Please return every line in the entries below with the word "http" in it.

▶ **THE DATA**:
---
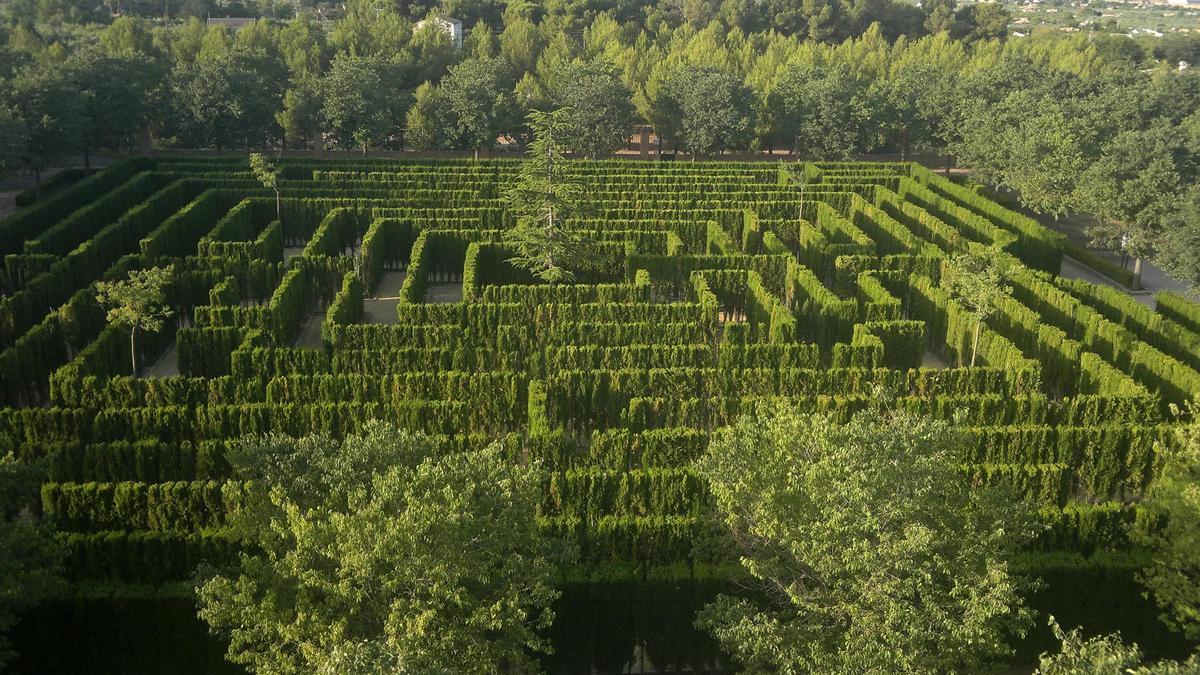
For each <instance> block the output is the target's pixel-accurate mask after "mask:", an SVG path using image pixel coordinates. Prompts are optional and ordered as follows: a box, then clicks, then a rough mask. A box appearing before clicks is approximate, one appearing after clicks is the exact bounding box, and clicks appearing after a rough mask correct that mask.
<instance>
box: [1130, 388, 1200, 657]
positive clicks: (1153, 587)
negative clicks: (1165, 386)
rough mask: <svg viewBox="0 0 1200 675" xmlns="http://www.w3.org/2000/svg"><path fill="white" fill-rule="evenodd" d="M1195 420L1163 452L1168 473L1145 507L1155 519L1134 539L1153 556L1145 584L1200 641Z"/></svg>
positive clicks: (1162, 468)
---
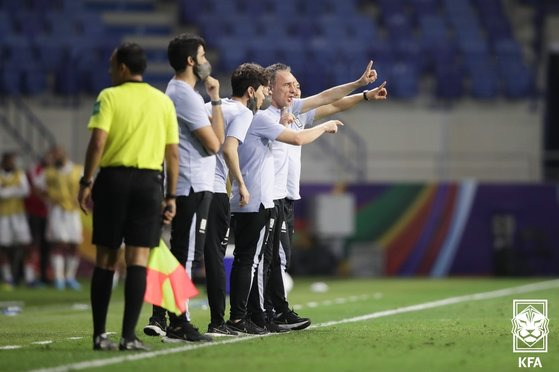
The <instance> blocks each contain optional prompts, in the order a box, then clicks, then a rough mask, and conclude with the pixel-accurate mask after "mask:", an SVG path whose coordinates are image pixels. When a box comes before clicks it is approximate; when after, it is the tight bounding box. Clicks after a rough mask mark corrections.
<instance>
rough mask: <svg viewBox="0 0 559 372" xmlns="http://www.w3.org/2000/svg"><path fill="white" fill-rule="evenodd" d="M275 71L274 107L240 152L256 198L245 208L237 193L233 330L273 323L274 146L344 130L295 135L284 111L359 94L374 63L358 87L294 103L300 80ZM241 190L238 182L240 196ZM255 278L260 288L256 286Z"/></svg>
---
▶ **SOLUTION**:
rough mask: <svg viewBox="0 0 1200 675" xmlns="http://www.w3.org/2000/svg"><path fill="white" fill-rule="evenodd" d="M1195 420L1163 452L1168 473L1145 507L1155 519L1134 539L1153 556L1145 584L1200 641Z"/></svg>
rough mask: <svg viewBox="0 0 559 372" xmlns="http://www.w3.org/2000/svg"><path fill="white" fill-rule="evenodd" d="M275 71L274 107L240 152L256 198L245 208L237 193L233 330L273 323L274 146L344 130L295 135L284 111L359 94L374 63L358 87L294 103L300 80ZM241 190L238 182L240 196ZM255 278L260 288L256 286Z"/></svg>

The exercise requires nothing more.